> Required tasks
[a] Write out the cervical cancer abstract word for word from "Purpose: Low- and" to "of being alive.".
[b] Carry on writing the cervical cancer abstract, picking up right after its final sentence.

> Passage shown
______________________________

Purpose: Low- and middle-income countries account for 86% of all cervical cancer cases and 88% of cervical cancer mortality globally. Successful management of cervical cancer requires resources that are scarce in sub-Saharan Africa, especially in rural settings. Here, we describe the early clinical outcomes and implementation lessons learned from the Rwanda Ministry of Health's first national cancer referral center, the Butaro Cancer Center of Excellence (BCCOE). We hypothesize that those patients presenting at earlier stage and receiving treatment will have higher rates of being alive.
Methods: The implementation of cervical cancer services included developing partnerships, clinical protocols, pathology services, and tools for monitoring and evaluation. We conducted a retrospective study of patients with cervical cancer who presented at BCCOE between July 1, 2012, and June 30, 2015. Data were collected from the electronic medical record system and by manually reviewing medical records. Descriptive, bivariable and multivariable statistical analyses were conducted to describe patient demographics, disease profiles, treatment, and clinical outcomes.

______________________________

> Dataset content
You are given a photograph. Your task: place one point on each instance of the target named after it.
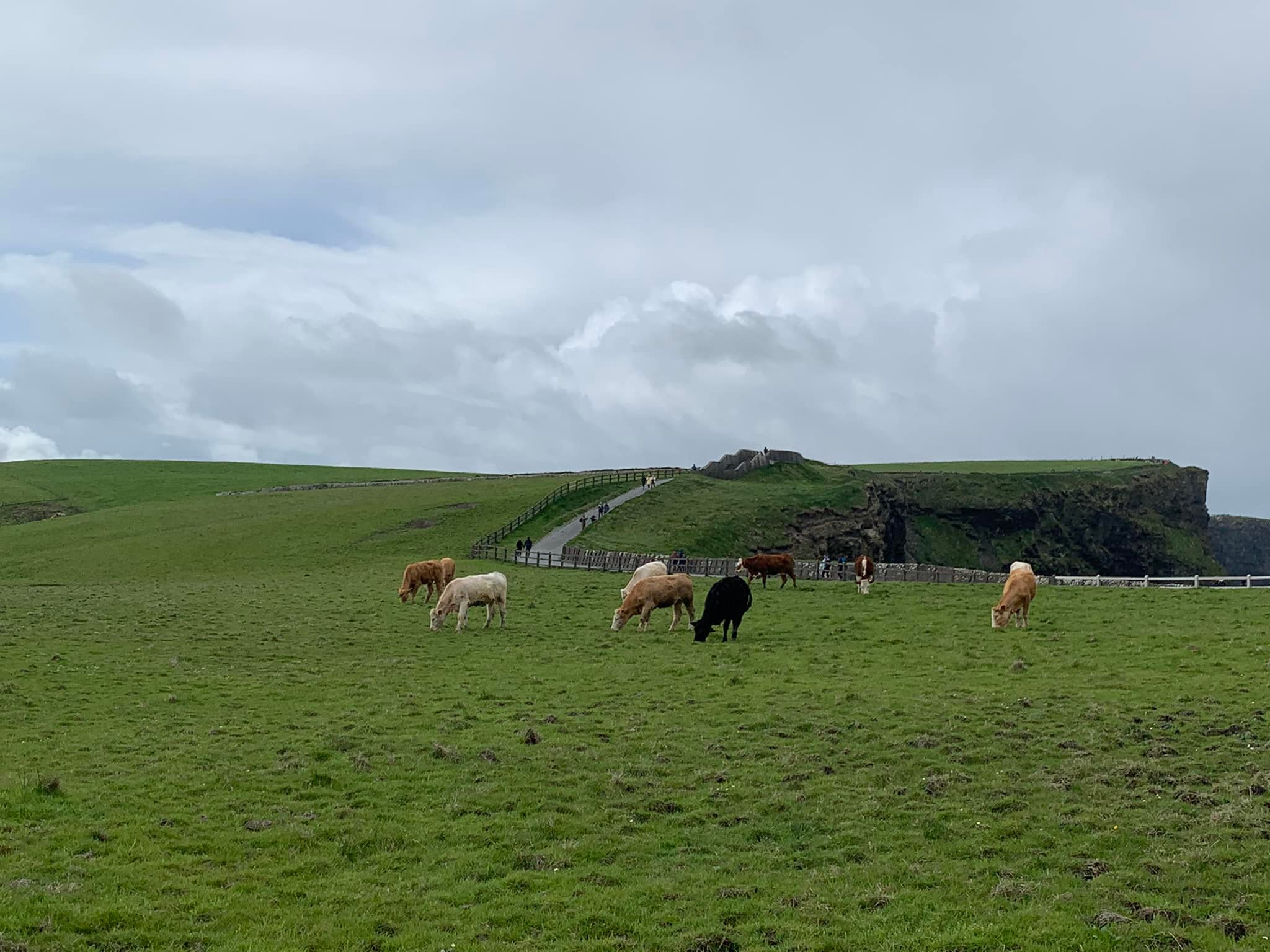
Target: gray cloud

______________________________

> Task results
[a]
Purpose: Low- and middle-income countries account for 86% of all cervical cancer cases and 88% of cervical cancer mortality globally. Successful management of cervical cancer requires resources that are scarce in sub-Saharan Africa, especially in rural settings. Here, we describe the early clinical outcomes and implementation lessons learned from the Rwanda Ministry of Health's first national cancer referral center, the Butaro Cancer Center of Excellence (BCCOE). We hypothesize that those patients presenting at earlier stage and receiving treatment will have higher rates of being alive.

[b]
Results: In all, 373 patients met the study inclusion criteria. The median age was 53 years (interquartile rage, 45 to 60 years), and 98% were residents of Rwanda. Eighty-nine percent of patients had a documented disease stage: 3% were stage I, 48% were stage II, 29% were stage III, and 8% were stage IV at presentation. Fifty percent of patients were planned to be treated with a curative intent, and 54% were referred to chemoradiotherapy in Uganda. Forty percent of patients who received chemoradiotherapy were in remission. Overall, 25% were lost to follow-up.
Conclusion: BCCOE illustrates the feasibility and challenges of implementing effective cervical cancer treatment services in a rural setting in a low-income country.